* _WHAT YOU NEED TO DO_:
Gather every line below that contains the word "region" and copy each one in full.

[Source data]
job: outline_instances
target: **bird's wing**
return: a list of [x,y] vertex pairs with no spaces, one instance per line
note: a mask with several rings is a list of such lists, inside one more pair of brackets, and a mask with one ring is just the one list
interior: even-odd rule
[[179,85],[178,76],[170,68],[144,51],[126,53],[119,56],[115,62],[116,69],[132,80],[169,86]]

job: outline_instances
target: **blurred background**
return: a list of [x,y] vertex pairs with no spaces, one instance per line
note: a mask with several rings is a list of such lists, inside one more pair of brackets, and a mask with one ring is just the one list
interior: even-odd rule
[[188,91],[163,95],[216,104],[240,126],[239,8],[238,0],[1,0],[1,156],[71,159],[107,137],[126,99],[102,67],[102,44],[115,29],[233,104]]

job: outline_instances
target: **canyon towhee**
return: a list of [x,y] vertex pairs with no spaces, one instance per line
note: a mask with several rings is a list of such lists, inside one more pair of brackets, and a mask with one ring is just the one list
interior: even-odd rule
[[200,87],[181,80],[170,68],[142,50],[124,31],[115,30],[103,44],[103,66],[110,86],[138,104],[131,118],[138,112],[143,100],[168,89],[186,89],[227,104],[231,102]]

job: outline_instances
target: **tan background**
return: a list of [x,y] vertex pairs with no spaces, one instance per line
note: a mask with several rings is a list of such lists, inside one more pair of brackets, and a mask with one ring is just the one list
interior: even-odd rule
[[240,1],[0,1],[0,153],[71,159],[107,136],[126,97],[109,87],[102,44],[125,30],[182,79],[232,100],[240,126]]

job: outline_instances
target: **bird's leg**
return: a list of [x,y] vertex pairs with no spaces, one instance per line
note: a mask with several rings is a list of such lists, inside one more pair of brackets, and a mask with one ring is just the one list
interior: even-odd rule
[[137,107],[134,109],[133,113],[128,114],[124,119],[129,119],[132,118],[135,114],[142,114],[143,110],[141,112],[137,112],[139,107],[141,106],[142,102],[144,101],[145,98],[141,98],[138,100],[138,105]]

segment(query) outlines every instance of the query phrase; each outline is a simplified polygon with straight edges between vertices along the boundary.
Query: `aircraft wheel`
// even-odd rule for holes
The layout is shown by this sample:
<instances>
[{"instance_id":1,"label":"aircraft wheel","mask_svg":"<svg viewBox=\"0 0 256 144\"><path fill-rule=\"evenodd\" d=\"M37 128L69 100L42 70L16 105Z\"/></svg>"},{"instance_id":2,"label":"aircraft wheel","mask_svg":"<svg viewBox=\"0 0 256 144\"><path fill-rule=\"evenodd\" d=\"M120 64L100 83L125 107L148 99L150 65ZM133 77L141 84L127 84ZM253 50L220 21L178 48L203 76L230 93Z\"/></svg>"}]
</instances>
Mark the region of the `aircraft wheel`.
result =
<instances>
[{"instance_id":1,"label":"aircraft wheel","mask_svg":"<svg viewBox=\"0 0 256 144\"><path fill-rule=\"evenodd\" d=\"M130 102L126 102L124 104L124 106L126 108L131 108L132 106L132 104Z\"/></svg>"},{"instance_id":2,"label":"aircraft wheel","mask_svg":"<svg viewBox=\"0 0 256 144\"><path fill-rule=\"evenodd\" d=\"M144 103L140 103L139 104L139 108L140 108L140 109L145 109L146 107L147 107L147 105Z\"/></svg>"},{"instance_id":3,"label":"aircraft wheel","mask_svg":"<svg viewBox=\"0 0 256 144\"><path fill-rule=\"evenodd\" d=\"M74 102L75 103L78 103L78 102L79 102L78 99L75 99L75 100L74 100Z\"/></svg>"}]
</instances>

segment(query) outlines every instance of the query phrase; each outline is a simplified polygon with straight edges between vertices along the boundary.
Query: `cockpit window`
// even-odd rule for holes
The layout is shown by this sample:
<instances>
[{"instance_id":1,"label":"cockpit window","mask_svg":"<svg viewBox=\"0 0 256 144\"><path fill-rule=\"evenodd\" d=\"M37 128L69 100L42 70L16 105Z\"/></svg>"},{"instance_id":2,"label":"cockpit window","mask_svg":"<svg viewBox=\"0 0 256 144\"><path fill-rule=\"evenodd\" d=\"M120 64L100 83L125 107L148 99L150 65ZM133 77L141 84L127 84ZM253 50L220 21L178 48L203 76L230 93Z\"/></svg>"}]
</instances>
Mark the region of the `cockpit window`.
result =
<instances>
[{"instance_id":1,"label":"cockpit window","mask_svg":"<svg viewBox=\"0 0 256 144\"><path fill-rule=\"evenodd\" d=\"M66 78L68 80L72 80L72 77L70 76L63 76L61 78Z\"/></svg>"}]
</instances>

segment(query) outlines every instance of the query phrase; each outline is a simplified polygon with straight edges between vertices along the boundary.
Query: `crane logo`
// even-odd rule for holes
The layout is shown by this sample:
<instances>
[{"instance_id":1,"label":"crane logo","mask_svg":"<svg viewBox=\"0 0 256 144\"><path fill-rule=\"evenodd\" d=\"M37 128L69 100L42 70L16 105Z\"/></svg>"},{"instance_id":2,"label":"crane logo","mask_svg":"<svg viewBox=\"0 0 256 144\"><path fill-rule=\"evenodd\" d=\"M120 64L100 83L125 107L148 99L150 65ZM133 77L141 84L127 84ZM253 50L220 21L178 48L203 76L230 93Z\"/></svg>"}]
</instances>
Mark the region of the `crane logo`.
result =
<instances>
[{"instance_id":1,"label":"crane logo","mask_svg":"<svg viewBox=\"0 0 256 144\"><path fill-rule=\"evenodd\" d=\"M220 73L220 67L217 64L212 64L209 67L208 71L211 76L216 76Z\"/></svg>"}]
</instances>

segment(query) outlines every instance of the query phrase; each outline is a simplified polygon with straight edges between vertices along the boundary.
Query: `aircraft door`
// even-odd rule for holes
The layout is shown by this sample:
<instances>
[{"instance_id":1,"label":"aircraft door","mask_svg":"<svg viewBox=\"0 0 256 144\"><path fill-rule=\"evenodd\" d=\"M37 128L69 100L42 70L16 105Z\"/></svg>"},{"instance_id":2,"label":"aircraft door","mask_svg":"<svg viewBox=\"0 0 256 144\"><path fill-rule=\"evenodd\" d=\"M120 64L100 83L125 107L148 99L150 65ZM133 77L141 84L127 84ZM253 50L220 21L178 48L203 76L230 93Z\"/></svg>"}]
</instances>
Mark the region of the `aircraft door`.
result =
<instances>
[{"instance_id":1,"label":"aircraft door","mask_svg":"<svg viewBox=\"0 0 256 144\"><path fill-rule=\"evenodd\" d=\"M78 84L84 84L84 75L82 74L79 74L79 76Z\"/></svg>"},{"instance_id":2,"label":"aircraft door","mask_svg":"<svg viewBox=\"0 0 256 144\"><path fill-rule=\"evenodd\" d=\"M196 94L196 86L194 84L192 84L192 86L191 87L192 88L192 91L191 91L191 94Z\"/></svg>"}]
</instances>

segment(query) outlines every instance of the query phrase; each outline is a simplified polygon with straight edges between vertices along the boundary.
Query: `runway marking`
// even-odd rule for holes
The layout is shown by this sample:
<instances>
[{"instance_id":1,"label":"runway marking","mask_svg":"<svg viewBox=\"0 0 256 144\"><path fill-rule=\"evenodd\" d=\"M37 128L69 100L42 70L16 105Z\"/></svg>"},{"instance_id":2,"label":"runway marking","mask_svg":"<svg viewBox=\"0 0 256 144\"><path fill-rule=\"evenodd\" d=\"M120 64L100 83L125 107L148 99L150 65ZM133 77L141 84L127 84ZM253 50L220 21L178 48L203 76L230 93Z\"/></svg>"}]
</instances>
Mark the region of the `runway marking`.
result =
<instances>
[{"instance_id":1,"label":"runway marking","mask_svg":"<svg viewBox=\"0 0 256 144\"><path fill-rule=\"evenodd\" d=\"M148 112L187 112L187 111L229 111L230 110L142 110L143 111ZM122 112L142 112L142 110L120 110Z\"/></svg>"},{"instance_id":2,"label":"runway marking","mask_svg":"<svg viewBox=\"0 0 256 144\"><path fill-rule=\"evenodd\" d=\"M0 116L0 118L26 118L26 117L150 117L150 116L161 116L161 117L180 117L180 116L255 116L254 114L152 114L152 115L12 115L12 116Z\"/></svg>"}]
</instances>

* _FINISHED TASK_:
Mark the region of the `aircraft wheel`.
Mark the region of the `cockpit window`.
Mark the region of the `crane logo`.
Mark the region of the `aircraft door`.
Mark the region of the `runway marking`.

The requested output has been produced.